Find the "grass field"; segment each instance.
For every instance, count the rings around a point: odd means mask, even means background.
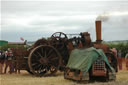
[[[128,85],[128,71],[124,68],[117,73],[116,81],[84,83],[86,85]],[[83,85],[71,80],[65,80],[62,72],[52,77],[35,77],[26,71],[21,74],[0,75],[0,85]]]

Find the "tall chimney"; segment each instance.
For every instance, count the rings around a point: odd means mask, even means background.
[[[96,42],[101,41],[101,21],[96,21]]]

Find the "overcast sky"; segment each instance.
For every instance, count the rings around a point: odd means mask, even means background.
[[[95,41],[96,19],[104,41],[128,40],[128,0],[2,0],[0,40],[35,41],[59,31],[89,32]]]

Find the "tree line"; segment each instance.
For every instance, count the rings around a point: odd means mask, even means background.
[[[128,42],[127,43],[106,43],[110,48],[116,48],[117,50],[122,51],[122,56],[125,56],[128,52]],[[0,46],[0,50],[6,51],[8,48],[22,48],[22,49],[28,49],[31,46],[28,45],[9,45],[5,44]]]
[[[127,43],[107,43],[110,48],[116,48],[117,50],[121,50],[122,56],[125,57],[128,52],[128,42]]]

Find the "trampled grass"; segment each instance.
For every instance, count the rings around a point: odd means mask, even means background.
[[[21,74],[2,74],[0,75],[0,85],[128,85],[128,70],[122,70],[117,73],[116,81],[112,82],[93,82],[93,83],[78,83],[71,80],[66,80],[63,77],[63,72],[58,72],[52,77],[35,77],[26,71],[21,71]]]

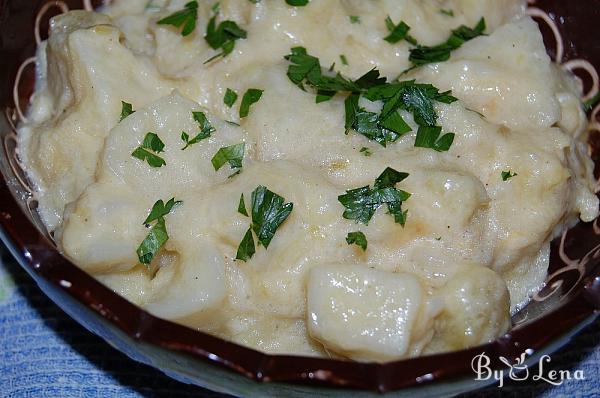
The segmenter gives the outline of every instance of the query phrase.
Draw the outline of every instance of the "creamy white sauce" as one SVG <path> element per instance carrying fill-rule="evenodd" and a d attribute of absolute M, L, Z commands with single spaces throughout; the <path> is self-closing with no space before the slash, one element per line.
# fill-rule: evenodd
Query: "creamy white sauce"
<path fill-rule="evenodd" d="M 224 0 L 220 20 L 248 37 L 209 64 L 212 2 L 200 2 L 187 37 L 156 24 L 186 2 L 121 0 L 105 15 L 55 18 L 19 131 L 61 250 L 151 313 L 272 353 L 385 361 L 474 346 L 503 334 L 511 310 L 540 288 L 548 242 L 578 216 L 598 215 L 580 89 L 551 63 L 523 1 Z M 342 95 L 317 104 L 286 76 L 283 56 L 303 46 L 350 78 L 373 67 L 395 78 L 411 47 L 383 40 L 387 15 L 424 45 L 486 19 L 486 36 L 402 76 L 459 99 L 436 104 L 444 132 L 456 134 L 448 152 L 415 148 L 414 132 L 387 148 L 346 135 Z M 231 108 L 227 88 L 239 94 Z M 248 88 L 264 93 L 240 120 Z M 136 112 L 119 122 L 121 101 Z M 198 130 L 192 111 L 216 131 L 182 151 L 181 132 Z M 131 156 L 150 131 L 165 143 L 165 167 Z M 242 173 L 215 172 L 212 156 L 240 142 Z M 386 167 L 410 174 L 399 184 L 412 193 L 406 226 L 383 208 L 368 226 L 342 218 L 338 195 Z M 517 176 L 503 181 L 506 170 Z M 240 194 L 248 204 L 258 185 L 294 210 L 268 249 L 234 261 L 249 223 Z M 183 204 L 166 216 L 169 240 L 146 267 L 136 255 L 142 221 L 171 197 Z M 364 252 L 345 241 L 357 230 Z"/>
● ● ● ●
■ What is expected
Your copy should hold each line above exactly and no pictures at all.

■ Output below
Find the "grass field"; segment each instance.
For every instance, count the rings around a point: odd means mask, even means background.
[[[128,85],[128,71],[124,68],[117,73],[116,81],[84,83],[86,85]],[[83,85],[71,80],[65,80],[62,72],[52,77],[35,77],[26,71],[21,74],[0,75],[0,85]]]

Find the "tall chimney"; segment each instance.
For every instance, count the rings around a point: odd means mask, even means background.
[[[96,42],[101,41],[101,21],[96,21]]]

Find the "overcast sky"; segment each instance.
For every instance, count the rings around a point: odd means mask, even means background.
[[[95,41],[96,19],[104,41],[128,40],[128,0],[2,0],[0,40],[35,41],[59,31],[89,32]]]

Find the "tree line"; segment each instance.
For every instance, count the rings around a point: odd means mask, even means background.
[[[128,42],[127,43],[106,43],[110,48],[116,48],[117,50],[122,51],[122,56],[125,56],[128,52]],[[0,46],[0,50],[6,51],[8,48],[22,48],[22,49],[28,49],[31,46],[28,45],[9,45],[5,44]]]
[[[127,43],[107,43],[110,48],[116,48],[117,50],[121,50],[122,56],[125,57],[128,52],[128,42]]]

Find the "trampled grass"; segment each instance.
For every instance, count the rings around a point: odd means mask, even means background.
[[[21,74],[2,74],[0,75],[0,85],[128,85],[128,70],[122,70],[117,73],[116,81],[112,82],[93,82],[93,83],[78,83],[71,80],[66,80],[63,77],[63,72],[58,72],[52,77],[35,77],[26,71],[21,71]]]

The segmenter gives the outline of every instance of the query phrase.
Draw the outline of every instance of the "creamy white sauce" as one SVG <path> element per instance carrying fill-rule="evenodd" and a d attribute of absolute M, L, Z commands with single spaces throughout; the <path> is self-closing with no space before the slash, one element per line.
# fill-rule: evenodd
Query: "creamy white sauce"
<path fill-rule="evenodd" d="M 224 0 L 220 20 L 248 37 L 209 64 L 212 2 L 200 2 L 187 37 L 156 24 L 186 2 L 121 0 L 105 15 L 55 18 L 19 131 L 61 250 L 151 313 L 272 353 L 385 361 L 474 346 L 503 334 L 511 310 L 540 288 L 548 242 L 578 216 L 598 215 L 580 89 L 551 63 L 523 1 Z M 342 95 L 317 104 L 286 76 L 283 56 L 303 46 L 350 78 L 373 67 L 395 78 L 411 47 L 383 40 L 387 15 L 424 45 L 486 19 L 486 36 L 402 76 L 459 99 L 436 104 L 444 132 L 456 134 L 448 152 L 415 148 L 414 132 L 387 148 L 346 135 Z M 231 108 L 227 88 L 239 94 Z M 248 88 L 264 93 L 240 120 Z M 136 112 L 119 122 L 121 101 Z M 198 130 L 192 111 L 216 131 L 182 151 L 181 132 Z M 131 156 L 150 131 L 165 143 L 165 167 Z M 242 173 L 215 172 L 212 156 L 240 142 Z M 386 167 L 410 174 L 399 184 L 412 193 L 406 226 L 383 208 L 368 226 L 342 218 L 338 195 Z M 517 176 L 503 181 L 506 170 Z M 240 194 L 248 204 L 258 185 L 294 210 L 268 249 L 234 261 L 249 223 Z M 183 204 L 166 216 L 169 240 L 146 267 L 136 255 L 142 221 L 171 197 Z M 364 252 L 345 241 L 357 230 Z"/>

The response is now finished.